Stored data
# # # # #
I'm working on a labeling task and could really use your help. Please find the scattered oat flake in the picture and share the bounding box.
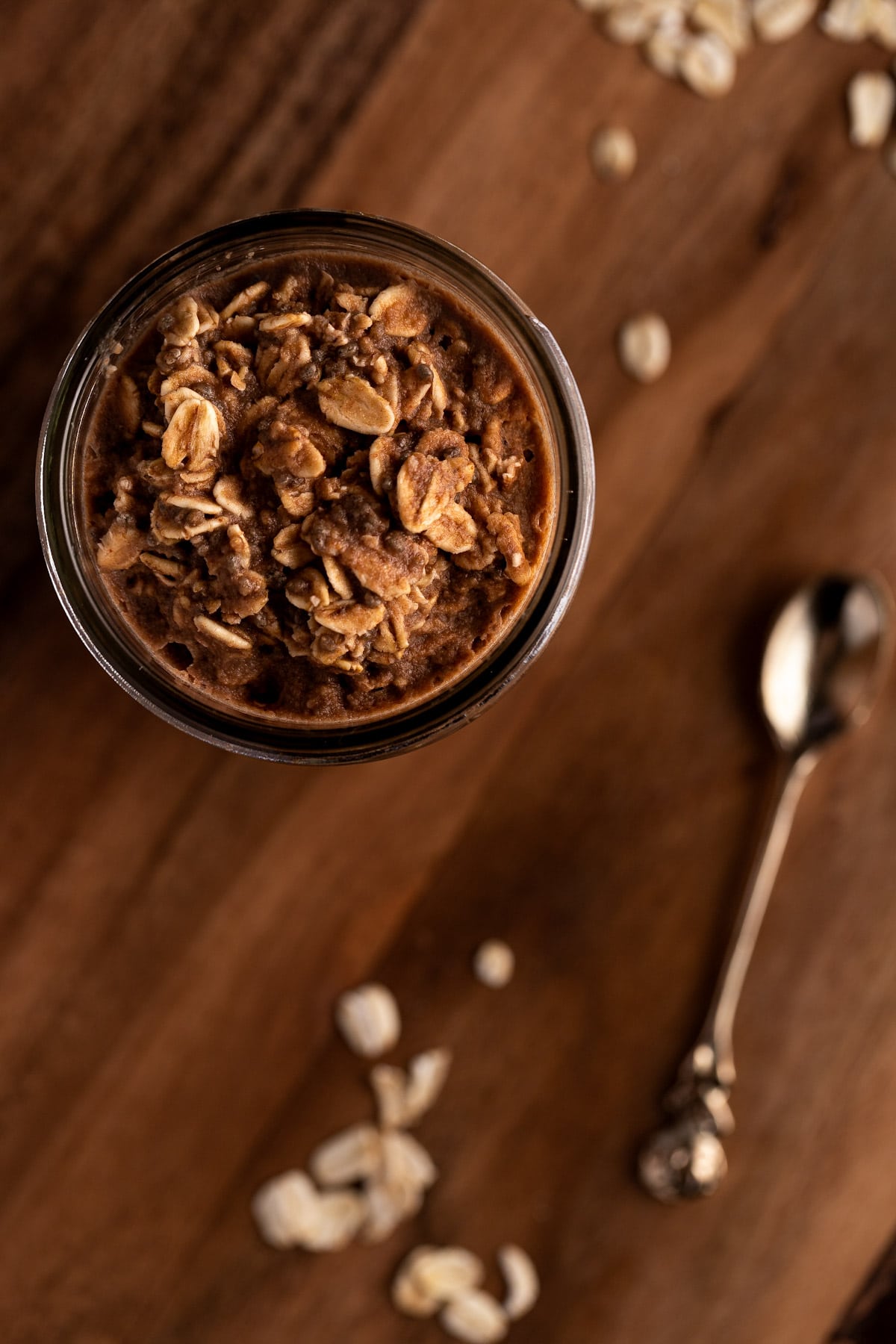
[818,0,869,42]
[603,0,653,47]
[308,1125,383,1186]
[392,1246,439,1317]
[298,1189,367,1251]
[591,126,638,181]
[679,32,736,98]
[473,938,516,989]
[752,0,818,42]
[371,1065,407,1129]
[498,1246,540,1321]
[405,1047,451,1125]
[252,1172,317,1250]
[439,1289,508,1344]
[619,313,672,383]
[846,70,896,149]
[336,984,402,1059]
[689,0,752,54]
# # # # #
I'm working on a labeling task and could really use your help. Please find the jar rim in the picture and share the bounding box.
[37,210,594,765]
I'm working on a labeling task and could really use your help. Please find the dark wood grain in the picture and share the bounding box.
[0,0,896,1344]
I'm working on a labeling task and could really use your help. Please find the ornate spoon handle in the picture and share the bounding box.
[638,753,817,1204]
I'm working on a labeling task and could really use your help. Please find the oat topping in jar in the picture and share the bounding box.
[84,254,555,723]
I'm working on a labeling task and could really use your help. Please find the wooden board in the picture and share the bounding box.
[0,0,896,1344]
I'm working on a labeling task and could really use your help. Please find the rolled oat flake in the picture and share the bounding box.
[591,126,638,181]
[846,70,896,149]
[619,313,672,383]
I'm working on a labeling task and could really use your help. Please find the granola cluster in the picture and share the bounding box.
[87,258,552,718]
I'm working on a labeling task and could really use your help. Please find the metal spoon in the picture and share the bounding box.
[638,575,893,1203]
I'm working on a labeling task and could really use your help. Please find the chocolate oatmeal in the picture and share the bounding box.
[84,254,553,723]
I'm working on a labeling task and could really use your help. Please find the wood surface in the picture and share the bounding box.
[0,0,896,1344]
# # # # #
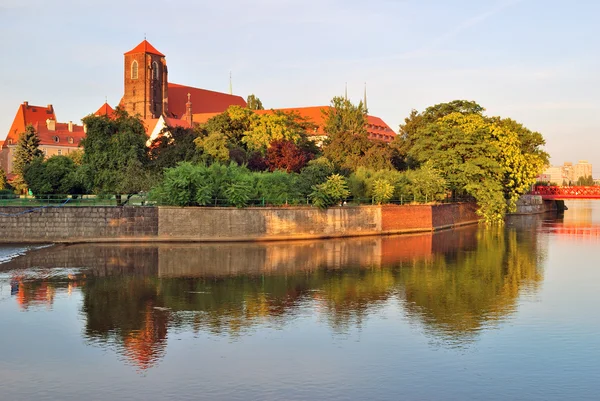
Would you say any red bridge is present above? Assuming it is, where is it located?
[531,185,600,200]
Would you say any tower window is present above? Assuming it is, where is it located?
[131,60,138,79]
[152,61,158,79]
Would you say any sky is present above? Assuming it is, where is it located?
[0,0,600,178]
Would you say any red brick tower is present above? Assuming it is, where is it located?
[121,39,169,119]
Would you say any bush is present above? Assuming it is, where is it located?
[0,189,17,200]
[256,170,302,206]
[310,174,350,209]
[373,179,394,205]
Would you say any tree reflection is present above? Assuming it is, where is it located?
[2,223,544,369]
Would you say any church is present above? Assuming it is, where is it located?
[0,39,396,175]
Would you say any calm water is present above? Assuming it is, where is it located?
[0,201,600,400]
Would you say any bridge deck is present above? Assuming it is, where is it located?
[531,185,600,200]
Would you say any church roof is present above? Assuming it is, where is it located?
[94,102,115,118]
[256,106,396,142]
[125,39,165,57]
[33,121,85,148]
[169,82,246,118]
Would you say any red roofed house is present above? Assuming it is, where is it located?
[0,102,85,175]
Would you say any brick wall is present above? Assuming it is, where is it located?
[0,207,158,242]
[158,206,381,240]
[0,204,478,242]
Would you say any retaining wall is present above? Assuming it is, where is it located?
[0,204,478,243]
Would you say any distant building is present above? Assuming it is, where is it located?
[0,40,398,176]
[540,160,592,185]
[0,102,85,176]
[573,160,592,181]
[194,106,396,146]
# # # # #
Add 82 to every bounding box coordinate in the stretch of items from the line containing "Would you say any brick" through the line containing "[194,106,396,146]". Then write out that whole stretch again, including the lines without coordinates.

Would you say any brick wall is present above? Assuming it is, where is it located?
[82,289,240,324]
[240,288,463,322]
[82,286,560,324]
Would you say any retaining wall is present above? Assuming it is, where is it located?
[82,286,560,325]
Would you say any distant building is present above? Assuming it is, where is it located?
[82,122,480,258]
[622,242,674,267]
[82,184,167,258]
[655,242,674,263]
[276,188,478,228]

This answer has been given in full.